Stop the Con-Dems ripping up our NHS

  • National union-led mass demo now!
  • Strike action can save our health service
Roger Davey, Chair, Wiltshire and Avon Unison Health (personal capacity)

In April the government’s Health and Social Care Act comes into force, and with it, the potential destruction of the NHS.

It is the culmination of a series of reforms by successive governments – Tory, Labour and now the Con-Dems – that aimed to introduce a privatised system of healthcare, where the market allocates resources, and illness becomes a source of huge profits for ruthless multinational companies.

In essence, the Act will end the government’s duty to provide comprehensive free healthcare for all, and will also mean the NHS is free from parliamentary control.

Instead, GP-led Clinical Commissioning Groups (CCGs) will control finance, have the freedom to decide who they treat, who provides the treatment, and what is free at the point of delivery.

CCGs will increasingly seek to take on healthy individuals whose needs are minimal, rather than the more vulnerable who would require numerous referrals and expensive care.

We are likely to end up in a situation where CCGs pick and choose who they want as patients, in a system that bears little resemblance to the NHS established in 1948.

With NHS finance being drastically cut, CCGs will increasingly look to restrict the provision of free care, with patients having to take out private medical insurance in order to access treatment.

Activity 1
Please return the passage of the article on the NHS that begins at the words "In April the" and stops after "ruthless multinational companies.", copied without changes.
Activity 2
Decide whether each statement agrees with the article on the NHS. Answer yes or no, and quote the words from the article that settle it.
(a) The Health and Social Care Act comes into force in April.
(b) The Clinical Commissioning Groups are led by hospital consultants.
(c) The NHS was established in 1948.

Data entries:
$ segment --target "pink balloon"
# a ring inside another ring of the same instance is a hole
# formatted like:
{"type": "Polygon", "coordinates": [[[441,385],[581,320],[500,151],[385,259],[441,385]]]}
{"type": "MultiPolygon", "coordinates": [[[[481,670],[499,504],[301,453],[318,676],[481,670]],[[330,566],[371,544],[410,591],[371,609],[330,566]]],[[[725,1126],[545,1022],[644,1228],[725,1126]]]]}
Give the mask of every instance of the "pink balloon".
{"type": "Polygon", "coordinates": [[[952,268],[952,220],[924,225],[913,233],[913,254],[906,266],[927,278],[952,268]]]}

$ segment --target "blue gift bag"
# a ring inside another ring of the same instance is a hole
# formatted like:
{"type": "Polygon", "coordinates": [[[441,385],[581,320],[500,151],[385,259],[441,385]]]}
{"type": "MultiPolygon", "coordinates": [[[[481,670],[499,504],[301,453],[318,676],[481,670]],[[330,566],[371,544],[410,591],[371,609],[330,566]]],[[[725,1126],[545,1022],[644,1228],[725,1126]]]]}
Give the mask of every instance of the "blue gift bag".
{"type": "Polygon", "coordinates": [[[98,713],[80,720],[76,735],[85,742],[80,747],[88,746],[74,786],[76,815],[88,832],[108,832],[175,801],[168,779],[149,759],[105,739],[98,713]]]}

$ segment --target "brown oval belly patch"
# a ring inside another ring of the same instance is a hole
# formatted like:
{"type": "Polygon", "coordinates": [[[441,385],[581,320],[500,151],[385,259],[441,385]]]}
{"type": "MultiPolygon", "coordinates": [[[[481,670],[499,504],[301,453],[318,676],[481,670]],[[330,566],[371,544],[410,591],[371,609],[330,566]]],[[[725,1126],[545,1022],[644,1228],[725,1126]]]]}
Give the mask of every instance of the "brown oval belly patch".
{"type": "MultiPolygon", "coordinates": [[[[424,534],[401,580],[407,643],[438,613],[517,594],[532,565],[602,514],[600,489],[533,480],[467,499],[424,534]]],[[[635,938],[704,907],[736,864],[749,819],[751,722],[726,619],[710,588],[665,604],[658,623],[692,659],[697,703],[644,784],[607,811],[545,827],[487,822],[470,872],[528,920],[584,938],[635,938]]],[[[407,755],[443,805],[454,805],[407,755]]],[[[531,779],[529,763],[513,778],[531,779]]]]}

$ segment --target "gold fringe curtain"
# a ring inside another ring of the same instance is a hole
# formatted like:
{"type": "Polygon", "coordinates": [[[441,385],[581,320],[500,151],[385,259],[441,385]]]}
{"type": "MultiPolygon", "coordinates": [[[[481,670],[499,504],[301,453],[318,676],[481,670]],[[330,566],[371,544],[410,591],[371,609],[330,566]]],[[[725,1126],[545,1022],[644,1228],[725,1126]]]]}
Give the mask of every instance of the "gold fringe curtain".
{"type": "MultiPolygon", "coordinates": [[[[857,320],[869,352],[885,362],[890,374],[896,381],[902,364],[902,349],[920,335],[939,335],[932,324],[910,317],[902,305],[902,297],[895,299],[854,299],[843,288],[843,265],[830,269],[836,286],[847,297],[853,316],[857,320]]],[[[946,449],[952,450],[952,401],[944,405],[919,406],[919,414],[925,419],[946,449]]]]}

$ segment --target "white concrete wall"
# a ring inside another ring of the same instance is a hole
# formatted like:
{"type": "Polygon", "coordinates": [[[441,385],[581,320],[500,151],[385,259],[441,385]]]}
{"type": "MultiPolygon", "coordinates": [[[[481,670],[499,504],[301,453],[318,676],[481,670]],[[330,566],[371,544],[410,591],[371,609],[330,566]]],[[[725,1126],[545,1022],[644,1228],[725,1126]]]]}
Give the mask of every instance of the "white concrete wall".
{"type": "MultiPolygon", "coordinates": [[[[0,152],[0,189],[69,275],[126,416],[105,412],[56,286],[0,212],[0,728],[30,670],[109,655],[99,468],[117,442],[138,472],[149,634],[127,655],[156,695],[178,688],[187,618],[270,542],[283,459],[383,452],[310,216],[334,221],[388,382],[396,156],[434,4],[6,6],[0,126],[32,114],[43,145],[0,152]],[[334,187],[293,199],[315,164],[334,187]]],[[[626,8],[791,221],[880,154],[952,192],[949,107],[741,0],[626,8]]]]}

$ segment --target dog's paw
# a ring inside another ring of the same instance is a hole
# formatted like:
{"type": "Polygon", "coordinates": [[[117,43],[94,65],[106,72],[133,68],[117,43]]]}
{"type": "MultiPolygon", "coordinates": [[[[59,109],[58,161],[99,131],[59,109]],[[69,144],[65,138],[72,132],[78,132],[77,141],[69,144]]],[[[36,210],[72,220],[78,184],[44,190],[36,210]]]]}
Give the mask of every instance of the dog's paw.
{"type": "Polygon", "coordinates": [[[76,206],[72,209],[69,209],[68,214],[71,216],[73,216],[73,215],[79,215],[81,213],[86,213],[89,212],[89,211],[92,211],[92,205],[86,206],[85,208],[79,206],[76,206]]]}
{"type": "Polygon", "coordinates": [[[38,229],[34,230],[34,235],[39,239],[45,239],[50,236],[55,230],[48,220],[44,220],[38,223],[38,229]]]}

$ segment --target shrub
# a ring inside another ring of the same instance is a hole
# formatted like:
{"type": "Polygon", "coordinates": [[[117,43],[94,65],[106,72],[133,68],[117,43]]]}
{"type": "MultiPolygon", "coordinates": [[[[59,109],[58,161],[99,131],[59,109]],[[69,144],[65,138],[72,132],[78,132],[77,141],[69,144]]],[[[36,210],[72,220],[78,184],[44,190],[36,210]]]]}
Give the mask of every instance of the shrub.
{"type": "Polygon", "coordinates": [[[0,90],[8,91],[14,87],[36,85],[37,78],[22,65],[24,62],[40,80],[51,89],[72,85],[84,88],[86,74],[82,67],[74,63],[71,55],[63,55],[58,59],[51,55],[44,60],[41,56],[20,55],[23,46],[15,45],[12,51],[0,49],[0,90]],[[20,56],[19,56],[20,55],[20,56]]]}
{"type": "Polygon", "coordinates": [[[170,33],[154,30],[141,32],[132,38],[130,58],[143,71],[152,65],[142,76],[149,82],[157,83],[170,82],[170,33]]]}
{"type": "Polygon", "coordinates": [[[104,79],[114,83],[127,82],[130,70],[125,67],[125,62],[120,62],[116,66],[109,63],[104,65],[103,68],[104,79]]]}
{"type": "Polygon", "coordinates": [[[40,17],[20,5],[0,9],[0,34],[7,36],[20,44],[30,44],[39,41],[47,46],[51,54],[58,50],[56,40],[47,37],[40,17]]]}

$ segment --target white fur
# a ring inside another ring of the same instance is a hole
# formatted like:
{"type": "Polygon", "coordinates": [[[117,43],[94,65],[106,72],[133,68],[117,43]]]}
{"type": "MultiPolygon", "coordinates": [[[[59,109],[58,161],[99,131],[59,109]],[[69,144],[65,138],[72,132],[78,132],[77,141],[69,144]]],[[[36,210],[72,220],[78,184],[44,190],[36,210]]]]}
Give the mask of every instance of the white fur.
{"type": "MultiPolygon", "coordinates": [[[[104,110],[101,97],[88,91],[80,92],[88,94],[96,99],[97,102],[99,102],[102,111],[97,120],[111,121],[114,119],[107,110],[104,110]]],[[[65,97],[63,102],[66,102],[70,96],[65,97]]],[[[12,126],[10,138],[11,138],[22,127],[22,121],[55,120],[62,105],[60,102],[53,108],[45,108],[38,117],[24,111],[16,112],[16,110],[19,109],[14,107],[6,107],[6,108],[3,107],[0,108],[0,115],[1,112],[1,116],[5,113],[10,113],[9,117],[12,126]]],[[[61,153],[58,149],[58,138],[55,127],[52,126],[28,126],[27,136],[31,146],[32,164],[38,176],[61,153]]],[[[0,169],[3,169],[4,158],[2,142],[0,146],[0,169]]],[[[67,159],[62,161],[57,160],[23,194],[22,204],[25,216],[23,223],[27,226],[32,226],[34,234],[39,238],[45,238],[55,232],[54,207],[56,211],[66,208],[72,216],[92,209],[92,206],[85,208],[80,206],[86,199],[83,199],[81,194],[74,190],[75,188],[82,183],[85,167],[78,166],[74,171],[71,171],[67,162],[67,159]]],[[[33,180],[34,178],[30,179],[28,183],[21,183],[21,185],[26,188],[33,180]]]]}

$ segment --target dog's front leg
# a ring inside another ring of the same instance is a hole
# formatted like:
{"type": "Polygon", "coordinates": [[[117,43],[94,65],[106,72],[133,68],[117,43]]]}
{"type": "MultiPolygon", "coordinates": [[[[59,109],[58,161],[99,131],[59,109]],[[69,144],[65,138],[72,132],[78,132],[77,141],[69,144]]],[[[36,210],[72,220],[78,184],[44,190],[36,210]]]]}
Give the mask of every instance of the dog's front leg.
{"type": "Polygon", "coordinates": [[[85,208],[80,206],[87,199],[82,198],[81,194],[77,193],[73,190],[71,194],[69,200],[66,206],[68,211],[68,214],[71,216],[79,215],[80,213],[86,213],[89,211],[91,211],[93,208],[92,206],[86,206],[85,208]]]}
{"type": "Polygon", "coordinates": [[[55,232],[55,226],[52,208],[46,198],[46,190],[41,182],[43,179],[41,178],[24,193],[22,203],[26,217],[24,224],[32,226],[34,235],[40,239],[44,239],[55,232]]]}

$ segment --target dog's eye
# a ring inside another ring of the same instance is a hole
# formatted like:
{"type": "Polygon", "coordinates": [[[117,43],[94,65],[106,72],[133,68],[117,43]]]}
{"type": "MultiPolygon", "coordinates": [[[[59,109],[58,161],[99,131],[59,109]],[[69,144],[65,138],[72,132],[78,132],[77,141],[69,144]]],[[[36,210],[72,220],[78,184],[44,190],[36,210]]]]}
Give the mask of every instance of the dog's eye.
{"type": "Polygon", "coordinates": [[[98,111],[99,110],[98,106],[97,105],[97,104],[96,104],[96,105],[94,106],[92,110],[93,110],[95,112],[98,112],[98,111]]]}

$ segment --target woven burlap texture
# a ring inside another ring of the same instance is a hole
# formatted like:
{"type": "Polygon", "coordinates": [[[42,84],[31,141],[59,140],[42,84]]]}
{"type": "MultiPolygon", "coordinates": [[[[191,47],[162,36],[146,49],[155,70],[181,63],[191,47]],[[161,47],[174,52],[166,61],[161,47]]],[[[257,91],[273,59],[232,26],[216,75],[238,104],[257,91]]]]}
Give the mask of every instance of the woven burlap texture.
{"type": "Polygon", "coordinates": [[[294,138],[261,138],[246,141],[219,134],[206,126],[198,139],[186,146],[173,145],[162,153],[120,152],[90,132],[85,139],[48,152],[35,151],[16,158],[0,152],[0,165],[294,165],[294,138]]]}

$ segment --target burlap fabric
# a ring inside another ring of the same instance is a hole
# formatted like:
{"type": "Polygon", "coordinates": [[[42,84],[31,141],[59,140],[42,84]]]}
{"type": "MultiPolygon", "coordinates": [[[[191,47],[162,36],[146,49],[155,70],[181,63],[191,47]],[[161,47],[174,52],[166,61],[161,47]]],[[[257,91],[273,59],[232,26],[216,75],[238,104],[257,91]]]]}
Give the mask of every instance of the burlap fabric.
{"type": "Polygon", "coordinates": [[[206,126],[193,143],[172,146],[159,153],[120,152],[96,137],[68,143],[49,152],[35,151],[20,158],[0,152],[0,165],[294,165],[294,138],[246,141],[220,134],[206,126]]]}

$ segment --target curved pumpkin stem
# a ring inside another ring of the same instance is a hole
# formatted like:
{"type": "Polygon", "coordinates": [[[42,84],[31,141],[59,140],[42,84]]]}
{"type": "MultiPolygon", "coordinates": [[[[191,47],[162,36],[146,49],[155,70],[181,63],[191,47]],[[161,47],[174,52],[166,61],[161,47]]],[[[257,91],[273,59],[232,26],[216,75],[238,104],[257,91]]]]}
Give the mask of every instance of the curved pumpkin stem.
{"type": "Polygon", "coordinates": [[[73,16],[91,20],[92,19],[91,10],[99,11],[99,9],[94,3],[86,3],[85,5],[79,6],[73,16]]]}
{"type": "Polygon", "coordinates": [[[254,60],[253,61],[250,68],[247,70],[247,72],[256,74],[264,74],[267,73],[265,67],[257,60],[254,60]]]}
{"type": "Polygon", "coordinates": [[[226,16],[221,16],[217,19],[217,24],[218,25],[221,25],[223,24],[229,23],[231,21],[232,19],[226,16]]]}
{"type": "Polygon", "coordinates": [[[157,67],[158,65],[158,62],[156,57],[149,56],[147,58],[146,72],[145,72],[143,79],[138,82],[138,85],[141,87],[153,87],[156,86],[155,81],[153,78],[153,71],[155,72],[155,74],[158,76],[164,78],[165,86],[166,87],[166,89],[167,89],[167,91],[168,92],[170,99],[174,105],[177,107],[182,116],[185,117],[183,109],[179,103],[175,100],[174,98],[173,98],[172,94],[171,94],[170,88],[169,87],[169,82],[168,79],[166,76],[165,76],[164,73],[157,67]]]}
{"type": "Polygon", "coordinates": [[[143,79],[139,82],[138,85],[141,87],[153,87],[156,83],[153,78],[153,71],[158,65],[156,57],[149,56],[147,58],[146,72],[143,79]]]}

Exercise response 1
In April the government’s Health and Social Care Act comes into force, and with it, the potential destruction of the NHS.

It is the culmination of a series of reforms by successive governments – Tory, Labour and now the Con-Dems – that aimed to introduce a privatised system of healthcare, where the market allocates resources, and illness becomes a source of huge profits for ruthless multinational companies.

Exercise response 2
(a) Yes: "In April the government’s Health and Social Care Act comes into force"
(b) No: "GP-led Clinical Commissioning Groups (CCGs)"
(c) Yes: "the NHS established in 1948"